— What you need to do —
Can you copy every line of the material below, word for word?

— Some material —
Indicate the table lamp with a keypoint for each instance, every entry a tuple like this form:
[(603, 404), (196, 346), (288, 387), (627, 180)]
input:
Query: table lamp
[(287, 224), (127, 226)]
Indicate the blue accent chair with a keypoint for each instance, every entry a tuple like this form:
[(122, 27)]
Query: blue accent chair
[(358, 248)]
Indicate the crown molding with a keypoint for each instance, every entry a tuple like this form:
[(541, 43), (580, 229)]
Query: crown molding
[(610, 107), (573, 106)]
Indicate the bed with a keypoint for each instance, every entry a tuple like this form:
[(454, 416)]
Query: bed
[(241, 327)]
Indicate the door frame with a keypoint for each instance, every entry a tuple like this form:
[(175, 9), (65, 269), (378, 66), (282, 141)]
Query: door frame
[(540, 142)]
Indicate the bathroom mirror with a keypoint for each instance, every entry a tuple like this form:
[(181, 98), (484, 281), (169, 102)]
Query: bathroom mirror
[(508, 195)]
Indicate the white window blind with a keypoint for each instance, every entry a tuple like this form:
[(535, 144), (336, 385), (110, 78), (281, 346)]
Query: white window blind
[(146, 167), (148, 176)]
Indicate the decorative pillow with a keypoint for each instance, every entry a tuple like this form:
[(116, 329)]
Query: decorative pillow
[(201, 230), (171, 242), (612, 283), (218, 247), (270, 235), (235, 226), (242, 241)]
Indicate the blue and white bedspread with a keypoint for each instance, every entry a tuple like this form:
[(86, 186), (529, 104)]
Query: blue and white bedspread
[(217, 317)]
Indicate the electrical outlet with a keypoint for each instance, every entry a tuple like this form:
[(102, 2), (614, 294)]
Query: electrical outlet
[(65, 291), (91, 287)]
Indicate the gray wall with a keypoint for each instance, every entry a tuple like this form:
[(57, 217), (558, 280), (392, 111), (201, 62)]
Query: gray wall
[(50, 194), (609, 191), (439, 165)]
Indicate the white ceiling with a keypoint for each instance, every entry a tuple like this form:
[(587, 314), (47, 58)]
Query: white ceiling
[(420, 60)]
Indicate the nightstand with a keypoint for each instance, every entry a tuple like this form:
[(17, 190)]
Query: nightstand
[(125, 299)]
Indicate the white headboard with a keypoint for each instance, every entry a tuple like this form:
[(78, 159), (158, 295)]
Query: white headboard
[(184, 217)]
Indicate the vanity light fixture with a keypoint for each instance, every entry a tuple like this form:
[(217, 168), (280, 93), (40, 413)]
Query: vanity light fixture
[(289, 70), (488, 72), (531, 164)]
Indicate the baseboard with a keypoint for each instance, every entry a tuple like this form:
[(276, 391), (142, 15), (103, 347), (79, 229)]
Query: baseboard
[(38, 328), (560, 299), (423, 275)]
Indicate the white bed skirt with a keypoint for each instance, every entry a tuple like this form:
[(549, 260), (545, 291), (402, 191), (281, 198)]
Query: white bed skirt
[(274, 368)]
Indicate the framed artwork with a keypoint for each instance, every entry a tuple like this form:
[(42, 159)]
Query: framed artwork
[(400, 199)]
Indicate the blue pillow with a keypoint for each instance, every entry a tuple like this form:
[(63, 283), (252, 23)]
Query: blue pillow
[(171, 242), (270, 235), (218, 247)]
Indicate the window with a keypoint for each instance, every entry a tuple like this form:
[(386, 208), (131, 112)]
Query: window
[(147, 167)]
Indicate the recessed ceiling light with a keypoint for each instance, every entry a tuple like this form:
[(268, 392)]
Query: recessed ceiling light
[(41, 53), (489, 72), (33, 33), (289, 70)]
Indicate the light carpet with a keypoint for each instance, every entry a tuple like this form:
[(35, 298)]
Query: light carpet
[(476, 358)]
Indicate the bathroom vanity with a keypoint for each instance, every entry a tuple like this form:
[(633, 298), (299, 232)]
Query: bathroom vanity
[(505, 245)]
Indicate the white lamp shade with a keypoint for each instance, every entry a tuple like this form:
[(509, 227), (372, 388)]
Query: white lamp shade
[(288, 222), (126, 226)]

— Solution —
Indicate the table lamp with a keypoint for each instance, every entry a tuple like this form:
[(603, 404), (196, 346), (288, 387), (627, 180)]
input:
Query: table lamp
[(287, 224), (127, 226)]
Indicate the blue accent chair with a keypoint for each instance, every entry a tuple like this form:
[(122, 27)]
Query: blue accent chair
[(358, 248)]
Indicate the crown molding with a keypoint for each instance, every entry a tuple like this form:
[(541, 43), (580, 229)]
Query: crown molding
[(610, 107), (573, 106)]
Indicate the bed with a keypoint for each instance, every entry a tuple like this form:
[(454, 416)]
Query: bed
[(241, 327)]
Indicate the door frame with a keypoint for each instance, every entry a tuple like this form:
[(175, 9), (65, 269), (378, 66), (282, 141)]
Query: door frame
[(540, 142)]
Indicate the bathroom mirror with a keypoint for each instance, every entry a tuple like this form:
[(181, 98), (484, 281), (169, 102)]
Query: bathroom mirror
[(508, 195)]
Indicate the white window blind with a keypoint for each instance, every entry a tuple like this form:
[(535, 144), (336, 385), (110, 78), (281, 346)]
Query: white window blind
[(146, 167), (148, 176)]
Indicate the decorative pillow with a keypoint for each instance, every entry a tuple like this form:
[(116, 329)]
Query: decorative pillow
[(201, 230), (171, 242), (612, 283), (218, 247), (270, 235), (235, 226), (242, 241)]
Indicate the blue and white bedspread with a keypoint for each instance, every entry a tuple like this form:
[(86, 186), (529, 104)]
Query: blue and white bedspread
[(217, 317)]
Indicate the electrical outlet with a keypoint for each instance, every entry a tuple like this form:
[(102, 2), (614, 294)]
Query: electrical outlet
[(65, 291), (91, 287)]
Indicate the gray wall with a keypoint for each instance, every entry a tuple like this form:
[(57, 217), (558, 280), (392, 111), (201, 62)]
Query: gray wall
[(50, 194), (609, 191), (439, 165)]
Indicate the white ceiling with a keypoint for each instance, every entry a tuple like this form:
[(587, 314), (47, 58)]
Query: white ceiling
[(420, 60)]
Indicate the nightstand with a keypoint for each instance, every entry a tuple like this form:
[(17, 190)]
Query: nightstand
[(125, 299)]
Indicate the white headboard with a keypoint for each instance, every entry a tuple like this form:
[(78, 159), (158, 295)]
Query: white headboard
[(184, 217)]
Indicate the vanity light fixture with a keypoint for each instance, every entry a tuple like this form:
[(217, 168), (280, 93), (40, 413)]
Query: vanity light fixture
[(289, 70), (488, 72), (531, 164)]
Indicate the baseboard with a keypoint for each instance, every entry a tuple like this form:
[(276, 391), (142, 15), (103, 347), (79, 229)]
Query: baseboard
[(38, 328), (560, 299), (423, 275)]
Indicate the white bed skirt with a keypoint for each instance, every entry a tuple like this form:
[(549, 260), (545, 291), (402, 191), (281, 198)]
Query: white bed skirt
[(274, 368)]
Indicate the framed artwork with a keypoint for each instance, every entry a tuple like this form:
[(42, 159)]
Query: framed artwork
[(400, 199)]
Indicate the blue pillow with a keypoint for each instance, every entry a tuple like this form:
[(63, 283), (252, 23)]
Query: blue pillow
[(171, 242), (270, 235), (218, 247)]
Indicate the window with a keypoint for each instance, every entry a tuple like this form:
[(386, 208), (131, 112)]
Query: window
[(147, 167)]
Indicate the recessed ceiling light with a keypoint for each instance, every entry a tuple like this form:
[(268, 392)]
Query: recessed ceiling light
[(41, 53), (489, 72), (33, 33), (289, 70)]
Indicate the light carpet with a keypoint for each instance, every entry a tuple like this form:
[(35, 298)]
Query: light carpet
[(476, 358)]
Indicate the bathroom vanity with a keypoint for each instance, every entry a tuple like this form:
[(633, 298), (299, 232)]
Query: bathroom vanity
[(505, 245)]
Indicate the white lamp shade with a keypoint for each instance, every entry a tuple like this form:
[(509, 227), (372, 388)]
Query: white lamp shade
[(288, 222), (126, 226)]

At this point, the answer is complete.